*Exercise requirements*
1: Which source does the blog post about lessons learned this year credit for the lesson on not controlling your life when you have no time?
2: Pick up the blog post about lessons learned this year after its last sentence and extend it with further writing in the same style.

You will eat a shit sandwich or what I learned this year
We live in the world where you can have as many mentors as you want. The abundance of books, podcasts, blogs, videos allows us to learn from people on the other side of the globe. Choose as many as you like. They don’t even have to be aware of your existence, in fact, 99.9% of my mentors do not know I exist.
This blog post is an attempt to reflect on the lessons I learned with the help of these great teachers and a healthy dose of introspection.
Your mind is not you
This one might sound counter-intuitive, but it helped me a lot. We tend to think that our ideas are a part of us. The fact is, that you can be an observer of your mind and you can think of it as a factory that spits out ideas.
How is this helpful?
By observing your mind, you can start to control your thoughts. You can start to choose the way you react to those thoughts.
For example, do you consider “I want to grab a burger this morning” as part of you or do you consider that involuntary thought that seeks the fastest way to get rid of the hunger?
The credit for this goes to mind hacking book.
You do not control your life if you have no time
This one is really important. We tend to get busy with our chores and tasks at work or at home. I have been in “busy, busy, busy” attitude for a great deal of my working life. That usually happens when we are hiding from our true calling and want to forget ourselves in “busy” life.
Ask yourself these questions — “Am I saying 'yes' to too many things?”, “Is my life filled with problems that I hide from in 'busy' attitude?”, “Am I happy living this lifestyle?”
I say no to most things that are coming my way in order to focus on the things that truly matter and to have the ability to seize the right opportunity.
I choose not to hide in “work, work, busy, busy” attitude. How about you?
Credit for this goes to interview with Derek Sivers in Tim Ferriss show
You will eat a shit sandwich
When you want something, all the universe conspires by throwing shit in your face.
If you want to start a business, be prepared to work in evenings and during the weekends.
If you want to get in shape, you will need to stop eating shit you were eating before and start taking your lazy ass for a run.
If you are married, you will suffer. You will need to learn to coup with all the problems that marital life brings to the table.
The biggest question you can ask yourself is not — “What I really want?”. It is — “Am I willing to suffer in order to get what I want?”
You will need to coup with the fact that you will need to suffer in order to achieve something. It will not be all red roses and butterflies as in some Disney movie.
You will get pissed off and you will piss off other people. You will cry and you will be on the edge of depression. Get your shit together and start suffering for your own good.

*Source data*
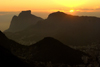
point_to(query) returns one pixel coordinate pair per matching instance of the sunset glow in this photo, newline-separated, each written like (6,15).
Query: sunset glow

*Answers per task*
1: An interview with Derek Sivers on the Tim Ferriss show.

2:
This blog post by Mark Manson helped me to define this
“I can do it mentality” can be dangerous
If all you have is a hammer, everything looks like a nail.
I am a software developer and often every problem seems to me like a coding problem. Of course, sometimes it is true, but it does not allow me to look outside the box and to look for alternatives that are more cost-effective and faster to implement.
I learned this the hard way when I and my friend wanted to start the e-commerce business and I decided to code the solution on my own. I spent roughly 80 hours doing the coding part while I could pay 50$ a month for Shopify or similar solution that had everything I needed.
By the way, I ended up spending more than 50$ per month that that, just because of the hosting, SSL and other niceties of having smoothly running website.
There is, of course, another factor. I am in a comfort zone when I am coding. I much rather write a line of code, than Facebook post to attract potential customers.
Don't think that whole world can be improved by your skill set. Someone might have already done 90% of work for you. You might only need to execute the idea and get out of the comfort zone with skills you don't have.
This thing was learned the hard way by myself :)
The process of habit
Queue, Process, Reward. That is the routine of the habit.
Let's examine one of the most far-reaching habits of humanity ever — Teeth brushing.
Do you know that the tingling sensation that you have while cleaning your teeth is specially designed to be a queue of the teeth cleaning habit?
Before toothpaste had this queue it was hard for marketers to keep sales of the toothpaste up.
The process is the cleaning of the teeth and the reward is a fresh breath.
Most of the habits can be boiled down to these three steps and that helps to recognize the pattern and to incorporate it or to break the loop.
The credit for this one goes to “The power of habit”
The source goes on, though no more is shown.